## WRITTEN PROBLEM
Copy these records out again, changing "boulder" to "large rock" wherever it occurs and leaving every other word untouched.

(Raw records)
** start **

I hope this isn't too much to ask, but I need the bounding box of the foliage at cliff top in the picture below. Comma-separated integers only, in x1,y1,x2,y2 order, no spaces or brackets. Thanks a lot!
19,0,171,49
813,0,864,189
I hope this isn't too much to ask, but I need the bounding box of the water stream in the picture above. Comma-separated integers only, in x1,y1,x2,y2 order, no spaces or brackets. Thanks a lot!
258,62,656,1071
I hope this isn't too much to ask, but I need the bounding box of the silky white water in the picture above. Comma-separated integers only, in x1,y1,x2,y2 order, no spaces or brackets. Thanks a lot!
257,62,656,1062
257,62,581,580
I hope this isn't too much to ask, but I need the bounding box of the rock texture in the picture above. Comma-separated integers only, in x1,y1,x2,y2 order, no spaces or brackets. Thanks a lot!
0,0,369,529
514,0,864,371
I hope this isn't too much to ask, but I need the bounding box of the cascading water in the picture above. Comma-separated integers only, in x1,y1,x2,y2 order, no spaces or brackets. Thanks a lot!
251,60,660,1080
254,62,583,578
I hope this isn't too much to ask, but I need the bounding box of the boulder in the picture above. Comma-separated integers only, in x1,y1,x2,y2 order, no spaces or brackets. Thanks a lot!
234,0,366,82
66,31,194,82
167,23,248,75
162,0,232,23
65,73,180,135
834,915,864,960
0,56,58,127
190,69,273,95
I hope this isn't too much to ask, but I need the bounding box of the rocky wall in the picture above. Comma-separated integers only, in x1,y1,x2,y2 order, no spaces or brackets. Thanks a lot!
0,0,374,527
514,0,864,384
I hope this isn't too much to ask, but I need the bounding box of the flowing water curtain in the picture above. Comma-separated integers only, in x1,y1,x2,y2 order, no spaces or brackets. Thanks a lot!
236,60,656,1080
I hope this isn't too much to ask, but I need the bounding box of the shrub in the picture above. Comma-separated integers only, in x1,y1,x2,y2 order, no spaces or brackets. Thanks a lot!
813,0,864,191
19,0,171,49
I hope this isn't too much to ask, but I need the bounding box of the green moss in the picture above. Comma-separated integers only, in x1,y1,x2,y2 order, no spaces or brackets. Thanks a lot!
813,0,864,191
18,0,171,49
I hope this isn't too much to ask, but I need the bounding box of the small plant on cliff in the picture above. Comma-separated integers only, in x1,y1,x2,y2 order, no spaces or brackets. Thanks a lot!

** end **

## COMPLETE OUTPUT
I hope this isn't too much to ask, but I need the bounding box of the foliage at cliff top in the picture below. Comma-separated integers only, in x1,y1,x2,y2 order, no spaces or brackets. Thanks a lot!
19,0,171,49
813,0,864,189
I hope this isn't too much to ask, but I need the bounding box of the water stream in the picture above. Comma-separated integers only, in x1,y1,x2,y2 order, no spaces or brackets. Thanks a lot!
258,62,656,1071
I hope this isn't too much to ask, but I need the bounding box of the silky white water in the picture above. Comma-separated integers only, in x1,y1,x2,y2 order, no spaces or brackets. Thanks a lot!
257,62,656,1062
257,62,581,580
I hope this isn't too much to ask, but I need the bounding box of the rock texture in the picture above. Comma-separated integers only, in x1,y1,x2,y2 order, no spaces or brackets. Thanks a lot!
0,0,369,529
514,0,864,371
I hope this isn't too much to ask, but I need the bounding box of the cascading water in the picture above. Comma-separated integers only, in x1,y1,x2,y2 order, no spaces or brackets. Thanks a lot!
251,60,660,1080
254,62,583,578
I hope this isn't too much to ask, but I need the bounding box of the large rock in the picture above. Comma-separated integers only, in x1,y1,x2,y2 order, no spaces or brackets. Thanks a lot!
234,0,366,82
66,31,194,82
167,23,248,75
162,0,232,23
65,73,180,135
834,915,864,960
0,56,58,127
190,69,273,95
I hope this isn't too much to ask, but I need the bounding box of the rocky wall in the picture above. Comma-separated integers only, in x1,y1,x2,y2 order, no spaces or brackets. Thanks a lot!
0,0,374,527
514,0,864,384
I hope this isn't too much to ask, but I need the bounding box of the flowing water curtain in the picture above. Comma-separated integers only, in x1,y1,x2,y2 order, no spaces or brackets. Thanks a lot!
236,60,656,1080
I hope this isn't too much to ask, but I need the bounding box of the shrub in the picture above. Comma-separated integers only, in x1,y1,x2,y2 order, no spaces or brackets. Thanks a lot!
813,0,864,191
19,0,171,49
I hope this isn't too much to ask, but I need the bounding box of the green moss in the picture above. Comma-separated integers only, in x1,y1,x2,y2 order, no spaces or brackets. Thanks a lot!
813,0,864,191
18,0,171,49
I hope this isn't too much to ask, but I need the bounding box of the small plant on cliff in the picture above. Comma-separated integers only, in x1,y1,x2,y2 order, no spaces or brackets. Thanks a lot!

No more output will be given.